■ Text under study
The Skin I Live In Review

Skin I Live In, The
Plastic surgeon Robert Ledgard (Banderas) has perfected a form of artificial skin. Vera (Anaya), an experimental test subject, is a prisoner in his isolated mansion. When a violent criminal forces his way in, Ledgard and Vera are forced to remember the tragedies and crimes which brought them together.

by Kim Newman |
Published on
Release Date:

26 Aug 2011

Running Time:

120 minutes

Certificate:

15

Original Title:

Skin I Live In, The

For a director whose work is so distinctive, Pedro Almodóvar likes to make movies which grow out of other films. Though based on a French novel, this brew of obsession, plastic surgery and Gothic back story is rooted in a clutch of key films from the late 1950s: Hitchcock’s Vertigo (in which James Stewart tries to reshape Kim Novak into the image of herself), Michael Powell’s Peeping Tom (in which a detached psychological experiment creates a serial killer) and, most of all, Georges Franju’s Eyes Without A Face (in which a mad scientist steals the faces of kidnapped girls to graft onto his scarred daughter). It’s the closest Almodóvar has come to horror since Matador, and even — in a crucial middle stretch — evokes the current fad for chained-up-in-the-cellar torture-and-revenge movies.

■ Data for analysis
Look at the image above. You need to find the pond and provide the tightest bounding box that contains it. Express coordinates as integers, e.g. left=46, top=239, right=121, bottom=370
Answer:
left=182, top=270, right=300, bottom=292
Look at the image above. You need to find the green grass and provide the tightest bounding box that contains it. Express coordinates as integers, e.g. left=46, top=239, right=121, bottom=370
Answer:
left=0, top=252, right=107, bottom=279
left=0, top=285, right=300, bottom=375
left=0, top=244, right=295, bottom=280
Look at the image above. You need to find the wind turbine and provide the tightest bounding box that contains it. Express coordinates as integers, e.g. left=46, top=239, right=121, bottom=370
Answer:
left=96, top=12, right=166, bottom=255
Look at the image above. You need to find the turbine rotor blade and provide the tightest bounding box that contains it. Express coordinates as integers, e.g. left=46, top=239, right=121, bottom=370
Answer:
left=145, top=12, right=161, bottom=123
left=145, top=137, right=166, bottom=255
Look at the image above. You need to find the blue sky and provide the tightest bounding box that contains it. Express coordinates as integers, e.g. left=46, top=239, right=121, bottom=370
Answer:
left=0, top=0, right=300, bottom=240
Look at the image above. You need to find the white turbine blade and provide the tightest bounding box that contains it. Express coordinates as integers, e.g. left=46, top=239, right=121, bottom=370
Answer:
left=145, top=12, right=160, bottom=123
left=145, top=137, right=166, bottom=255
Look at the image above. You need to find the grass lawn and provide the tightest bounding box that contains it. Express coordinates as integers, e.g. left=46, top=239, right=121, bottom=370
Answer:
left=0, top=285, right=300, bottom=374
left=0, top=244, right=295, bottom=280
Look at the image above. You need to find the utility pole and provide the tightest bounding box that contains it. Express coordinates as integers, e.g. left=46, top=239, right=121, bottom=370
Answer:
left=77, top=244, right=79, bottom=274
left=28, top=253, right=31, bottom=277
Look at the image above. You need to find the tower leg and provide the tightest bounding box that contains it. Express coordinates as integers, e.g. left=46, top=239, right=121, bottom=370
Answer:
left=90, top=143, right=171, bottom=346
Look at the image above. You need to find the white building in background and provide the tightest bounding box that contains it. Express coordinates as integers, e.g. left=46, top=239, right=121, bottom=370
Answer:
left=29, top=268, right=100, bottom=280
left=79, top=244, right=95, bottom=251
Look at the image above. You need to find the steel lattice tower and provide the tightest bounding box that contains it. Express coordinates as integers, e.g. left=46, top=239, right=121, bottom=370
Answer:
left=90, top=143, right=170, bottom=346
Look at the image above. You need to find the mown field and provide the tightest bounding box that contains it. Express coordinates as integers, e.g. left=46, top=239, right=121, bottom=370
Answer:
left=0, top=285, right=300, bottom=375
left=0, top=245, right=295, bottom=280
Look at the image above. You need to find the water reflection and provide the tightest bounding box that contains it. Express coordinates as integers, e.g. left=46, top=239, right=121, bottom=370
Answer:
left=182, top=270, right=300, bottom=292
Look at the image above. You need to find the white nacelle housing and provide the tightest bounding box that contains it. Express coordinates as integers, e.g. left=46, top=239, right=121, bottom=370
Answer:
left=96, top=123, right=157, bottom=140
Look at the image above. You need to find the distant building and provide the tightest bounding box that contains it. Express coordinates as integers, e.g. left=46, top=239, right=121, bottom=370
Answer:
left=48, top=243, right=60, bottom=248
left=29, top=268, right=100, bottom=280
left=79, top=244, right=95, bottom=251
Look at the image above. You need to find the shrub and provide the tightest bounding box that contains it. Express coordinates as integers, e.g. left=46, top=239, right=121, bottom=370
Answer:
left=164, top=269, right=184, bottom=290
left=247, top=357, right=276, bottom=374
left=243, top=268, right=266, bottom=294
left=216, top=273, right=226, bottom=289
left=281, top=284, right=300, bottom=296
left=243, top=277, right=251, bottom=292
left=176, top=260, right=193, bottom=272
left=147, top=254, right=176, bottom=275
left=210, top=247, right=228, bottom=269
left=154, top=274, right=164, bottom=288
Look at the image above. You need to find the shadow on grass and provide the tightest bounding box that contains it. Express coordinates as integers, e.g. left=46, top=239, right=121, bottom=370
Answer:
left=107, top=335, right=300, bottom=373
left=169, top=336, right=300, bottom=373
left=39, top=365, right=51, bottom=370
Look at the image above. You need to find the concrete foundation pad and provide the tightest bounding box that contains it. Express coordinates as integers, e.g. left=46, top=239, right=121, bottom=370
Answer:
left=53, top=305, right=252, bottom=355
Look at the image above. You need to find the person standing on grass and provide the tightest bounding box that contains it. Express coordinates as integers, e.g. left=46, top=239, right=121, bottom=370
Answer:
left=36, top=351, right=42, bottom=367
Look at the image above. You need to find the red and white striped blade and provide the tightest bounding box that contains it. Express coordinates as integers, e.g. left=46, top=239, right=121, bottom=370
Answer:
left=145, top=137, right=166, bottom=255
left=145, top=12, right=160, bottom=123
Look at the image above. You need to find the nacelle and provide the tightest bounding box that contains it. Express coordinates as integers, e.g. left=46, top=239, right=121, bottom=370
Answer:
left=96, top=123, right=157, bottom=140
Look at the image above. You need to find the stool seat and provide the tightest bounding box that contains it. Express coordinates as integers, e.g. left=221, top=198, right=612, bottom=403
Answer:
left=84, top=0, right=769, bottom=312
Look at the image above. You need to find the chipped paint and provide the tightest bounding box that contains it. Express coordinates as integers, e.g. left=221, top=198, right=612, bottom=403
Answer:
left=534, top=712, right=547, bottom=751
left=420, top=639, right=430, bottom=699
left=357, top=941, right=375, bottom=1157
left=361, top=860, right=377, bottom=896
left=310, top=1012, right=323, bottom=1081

■ To do
1. In the review of The Skin I Live In, what has Robert Ledgard perfected?
2. Reproduce the passage of the review of The Skin I Live In that opens with the words containing "For a director" and closes with "chained-up-in-the-cellar torture-and-revenge movies.".
3. Carry on the review of The Skin I Live In from the point where it stops.
None of the work here draws on the material.

■ Responses per task
1. A form of artificial skin.

2.
For a director whose work is so distinctive, Pedro Almodóvar likes to make movies which grow out of other films. Though based on a French novel, this brew of obsession, plastic surgery and Gothic back story is rooted in a clutch of key films from the late 1950s: Hitchcock’s Vertigo (in which James Stewart tries to reshape Kim Novak into the image of herself), Michael Powell’s Peeping Tom (in which a detached psychological experiment creates a serial killer) and, most of all, Georges Franju’s Eyes Without A Face (in which a mad scientist steals the faces of kidnapped girls to graft onto his scarred daughter). It’s the closest Almodóvar has come to horror since Matador, and even — in a crucial middle stretch — evokes the current fad for chained-up-in-the-cellar torture-and-revenge movies.

3.
The subject is so extreme, and the plot so grotesque, that the film has to be completely self-assured to pull it off. A key to its success is Almodóvar’s direction of his leads: Antonio Banderas, returning to the fold after some years as an international star, is quietly, resolutely, simmeringly insane as the Frankensteinian Dr. Ledgard; while Elena Anaya, among the most beautiful creatures in Europe even before the make-over she gets here, is a revelation as the perfect monster in a leotard or a plastic mask. After a long, mystifying first act — which includes startling images like a tiger-costumed thug (Roberto Álamo) seemingly taking Anaya’s entire lower jaw in his mouth — the back story is trickled out in flashbacks. Crucial to the knot of surgical and family horrors are a doting, if sinister housekeeper (Marisa Peredes) and a feckless young dress-shop worker (Jan Cornet), characters who develop in several unexpected directions as the trap closes.

At once tender and savage, reticent in its gore but ferocious in its psychology, this takes Almodóvar into the macabre operating theatre usually thought the province of David Cronenberg but perhaps also home to the most disreputable auteur ever to come out of Spain, Jesus Franco (specifically his Dr. Orloff series). In recent work, Almodóvar has calmed down, confident enough of his mastery to aspire to simplicity: he used to direct with a rubber comedy sledge hammer, but now he uses a sterling silver scalpel.

Not for everyone — there will be heated debate about at least one plot turn — but high-level filmmaking. The year’s classiest horror movie.